INSTRUÇÃO: Troque "marker" por "point" em toda a listagem, sem alterar mais nada, e reproduza-a sem as imagens.

(Entradas de dados)
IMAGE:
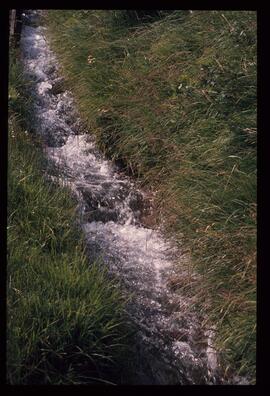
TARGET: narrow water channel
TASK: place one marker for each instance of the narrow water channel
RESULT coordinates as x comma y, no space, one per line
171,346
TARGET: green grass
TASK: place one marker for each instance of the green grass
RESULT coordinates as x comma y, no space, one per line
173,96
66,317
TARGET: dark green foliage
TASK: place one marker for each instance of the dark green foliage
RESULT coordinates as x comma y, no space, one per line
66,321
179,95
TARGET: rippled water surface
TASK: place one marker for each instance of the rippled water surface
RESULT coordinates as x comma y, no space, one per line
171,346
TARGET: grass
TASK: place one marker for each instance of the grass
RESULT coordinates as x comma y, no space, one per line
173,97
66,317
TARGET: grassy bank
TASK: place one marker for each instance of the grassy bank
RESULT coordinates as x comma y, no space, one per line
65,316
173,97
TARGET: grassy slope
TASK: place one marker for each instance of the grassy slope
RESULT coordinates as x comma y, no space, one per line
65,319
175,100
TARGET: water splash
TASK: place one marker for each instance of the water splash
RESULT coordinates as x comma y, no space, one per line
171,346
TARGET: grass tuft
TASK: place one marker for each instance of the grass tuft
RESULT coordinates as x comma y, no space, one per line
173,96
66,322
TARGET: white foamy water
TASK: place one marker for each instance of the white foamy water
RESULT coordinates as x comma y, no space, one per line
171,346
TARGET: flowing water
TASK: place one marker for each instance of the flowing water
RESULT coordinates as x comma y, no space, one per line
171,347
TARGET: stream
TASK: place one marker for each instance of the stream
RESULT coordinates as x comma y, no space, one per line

SAÍDA CORRETA:
IMAGE:
TARGET: narrow water channel
TASK: place one point for each instance of the narrow water channel
RESULT coordinates as x comma y, no space, one per line
171,346
TARGET: green grass
TASK: place one point for each instance of the green grass
RESULT coordinates as x comma y, no space, one per line
173,96
66,317
TARGET: dark green foliage
TASK: place one point for each instance of the dark green foliage
RESULT coordinates as x comma y, no space, one per line
66,321
179,95
TARGET: rippled water surface
TASK: place one point for each instance of the rippled water surface
RESULT coordinates as x comma y, no space, one per line
171,346
TARGET: grass
TASK: place one point for each instance of the grass
RESULT coordinates as x comma y, no space, one per line
173,97
66,317
TARGET: grassy bank
TASK: place one point for each instance of the grassy bank
RESULT coordinates as x comma y, no space, one per line
65,316
173,97
TARGET: grassy slope
TASK: place one point for each instance of the grassy slope
RESULT coordinates as x comma y, no space, one per line
65,319
175,100
TARGET: water splash
TASK: place one point for each instance of the water splash
RESULT coordinates as x comma y, no space, one per line
171,346
TARGET: grass tuft
TASK: place one point for each instance of the grass tuft
RESULT coordinates as x comma y, no space, one per line
173,96
66,322
TARGET: white foamy water
TASK: place one point for each instance of the white foamy water
RESULT coordinates as x comma y, no space, one per line
171,346
TARGET: flowing water
TASK: place one point for each instance of the flowing water
RESULT coordinates as x comma y, no space, one per line
171,347
TARGET: stream
TASK: place one point for each instance of the stream
RESULT coordinates as x comma y, no space, one per line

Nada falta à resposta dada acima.